TASK BRIEF: Copy out the rows below with every "with a comma between" replaced by "separated by a comma", keeping all other text the same.

PROVIDED MATERIAL:
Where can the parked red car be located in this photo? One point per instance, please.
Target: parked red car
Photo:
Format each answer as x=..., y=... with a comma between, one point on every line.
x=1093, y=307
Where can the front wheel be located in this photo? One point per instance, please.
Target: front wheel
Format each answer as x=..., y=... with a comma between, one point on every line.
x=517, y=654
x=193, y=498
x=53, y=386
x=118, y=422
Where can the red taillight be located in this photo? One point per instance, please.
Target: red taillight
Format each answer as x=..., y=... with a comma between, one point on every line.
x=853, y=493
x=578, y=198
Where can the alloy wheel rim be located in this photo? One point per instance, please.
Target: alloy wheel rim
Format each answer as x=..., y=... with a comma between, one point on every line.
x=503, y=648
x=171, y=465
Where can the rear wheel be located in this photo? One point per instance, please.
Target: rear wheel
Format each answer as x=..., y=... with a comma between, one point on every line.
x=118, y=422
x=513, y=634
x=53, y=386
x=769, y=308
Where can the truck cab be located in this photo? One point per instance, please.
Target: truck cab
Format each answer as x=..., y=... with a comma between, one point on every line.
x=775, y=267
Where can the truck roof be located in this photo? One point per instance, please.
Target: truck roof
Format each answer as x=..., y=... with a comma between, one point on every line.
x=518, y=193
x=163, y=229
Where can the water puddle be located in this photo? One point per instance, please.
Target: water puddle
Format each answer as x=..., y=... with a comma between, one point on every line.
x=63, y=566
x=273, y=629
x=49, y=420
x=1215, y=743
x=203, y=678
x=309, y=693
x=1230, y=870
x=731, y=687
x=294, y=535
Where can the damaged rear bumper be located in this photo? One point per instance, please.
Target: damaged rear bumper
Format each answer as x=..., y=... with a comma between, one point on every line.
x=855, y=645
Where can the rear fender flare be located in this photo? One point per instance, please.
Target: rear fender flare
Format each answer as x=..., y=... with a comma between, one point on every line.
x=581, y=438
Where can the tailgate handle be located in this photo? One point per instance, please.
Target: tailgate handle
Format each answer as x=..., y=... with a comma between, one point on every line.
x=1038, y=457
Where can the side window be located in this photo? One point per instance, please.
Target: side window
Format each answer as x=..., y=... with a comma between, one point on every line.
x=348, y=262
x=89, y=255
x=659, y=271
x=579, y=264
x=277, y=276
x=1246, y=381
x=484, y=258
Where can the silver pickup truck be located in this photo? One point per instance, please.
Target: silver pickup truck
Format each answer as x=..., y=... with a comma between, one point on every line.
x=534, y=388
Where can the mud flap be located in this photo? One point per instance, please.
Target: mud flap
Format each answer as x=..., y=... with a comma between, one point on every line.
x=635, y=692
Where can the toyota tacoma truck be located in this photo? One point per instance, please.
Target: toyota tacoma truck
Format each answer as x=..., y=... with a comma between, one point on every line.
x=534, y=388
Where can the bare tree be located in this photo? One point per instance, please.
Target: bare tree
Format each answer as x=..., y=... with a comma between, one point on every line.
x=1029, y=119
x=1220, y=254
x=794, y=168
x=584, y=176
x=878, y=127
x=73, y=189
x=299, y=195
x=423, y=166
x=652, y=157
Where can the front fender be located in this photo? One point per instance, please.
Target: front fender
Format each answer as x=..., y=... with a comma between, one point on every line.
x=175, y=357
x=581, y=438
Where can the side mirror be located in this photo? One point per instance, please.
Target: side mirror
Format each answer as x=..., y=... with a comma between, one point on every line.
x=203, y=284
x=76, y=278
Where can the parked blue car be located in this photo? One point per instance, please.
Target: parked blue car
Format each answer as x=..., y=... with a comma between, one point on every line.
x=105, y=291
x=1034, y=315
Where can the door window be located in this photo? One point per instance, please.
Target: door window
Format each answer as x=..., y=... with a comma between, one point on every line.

WRITTEN SOLUTION:
Where can the parked red car be located in this photo? One point per instance, please.
Target: parked red car
Photo:
Format each answer as x=..., y=... separated by a comma, one point on every line.
x=1093, y=307
Where can the front wheel be located in this photo? One point per instance, please.
Target: front wheel
Format each answer as x=..., y=... separated by a comma, one point on every line.
x=517, y=654
x=193, y=498
x=53, y=386
x=118, y=422
Where can the red taillight be located in this photo? One point per instance, please.
Target: red taillight
Format each answer as x=..., y=... separated by a comma, one point on every line.
x=853, y=493
x=578, y=198
Where can the alloy wheel rim be located in this photo? One point per instance, please.
Target: alloy wheel rim
Format each answer as x=..., y=... separated by a comma, one point on every line.
x=503, y=648
x=171, y=465
Where can the rear wheel be located in this photo? One point per instance, please.
Target: rear wheel
Format each answer as x=..., y=... separated by a comma, one point on every line.
x=118, y=422
x=513, y=634
x=53, y=386
x=769, y=308
Where can the truck cab be located in this photo? One point per instance, please.
Target: truck cab
Format each answer as x=..., y=... separated by a comma, one point on every line.
x=775, y=267
Where can the truck roof be located in this photo? One point per instance, please.
Target: truck roof
Format each answer as x=..., y=... separated by a comma, one point on every line.
x=518, y=193
x=163, y=229
Where can the water puddle be located in this photo? One point per instance, please.
Target: water puddle
Format each answer as x=..., y=... separated by a comma, one point on every line.
x=63, y=566
x=273, y=629
x=49, y=420
x=1215, y=743
x=203, y=678
x=309, y=693
x=1230, y=870
x=731, y=687
x=294, y=535
Where can the damaged rear bumper be located in this photo? One point per instance, please.
Target: damaged rear bumper
Format each answer as x=..., y=... separated by a comma, one point on every line.
x=855, y=645
Where can the rear fender flare be located in this photo? One point per instance, please.
Target: rear fender flare
Format each answer as x=..., y=... separated by a comma, one point on every line.
x=581, y=438
Where can the tailgate handle be located in this photo? One point per instance, please.
Target: tailgate handle
Format each answer as x=..., y=... separated by a comma, one point on every line.
x=1038, y=457
Where can the side window be located in this photo? One point per instance, please.
Target: side window
Format each answer as x=..., y=... separated by a comma, one point on every line.
x=348, y=262
x=89, y=255
x=659, y=271
x=579, y=264
x=277, y=276
x=1246, y=381
x=484, y=258
Where can the silver pickup truck be located in this photo? One point per instance, please.
Target: silver pickup truck
Format each answer as x=..., y=... separated by a comma, one point on every line.
x=534, y=388
Where can the mud flap be located in this photo? One point per instance, please.
Target: mud flap
Format each answer as x=..., y=... separated by a comma, one point on every line.
x=635, y=692
Where can the toyota tacoma truck be located in this photo? One point per instance, please.
Target: toyota tacoma truck
Format each answer as x=..., y=... separated by a comma, one point on every line.
x=534, y=388
Where can the bare tree be located in this photo? One point per instance, please.
Target: bare tree
Format each answer as x=..., y=... separated by a comma, one point on every line.
x=1029, y=119
x=1220, y=254
x=794, y=168
x=584, y=176
x=878, y=127
x=73, y=189
x=299, y=195
x=423, y=166
x=652, y=157
Where can the front fender be located in this photo? One point per instance, please.
Target: front fender
Format each answer as x=..., y=... separated by a comma, one point on every line.
x=175, y=357
x=581, y=438
Where can the side mirror be located in this photo? One point per instance, please.
Target: side mirror
Format each answer as x=..., y=... separated by a comma, one point on every line.
x=203, y=284
x=76, y=278
Where can the parked blue car be located in this photo? One point per instance, please.
Target: parked blue car
Format each answer as x=..., y=... separated by a comma, one point on every line.
x=105, y=291
x=1034, y=315
Where can the door window be located in this photo? One point per instance, please.
Target: door window
Format each answer as x=..., y=... separated by a comma, one point on every line.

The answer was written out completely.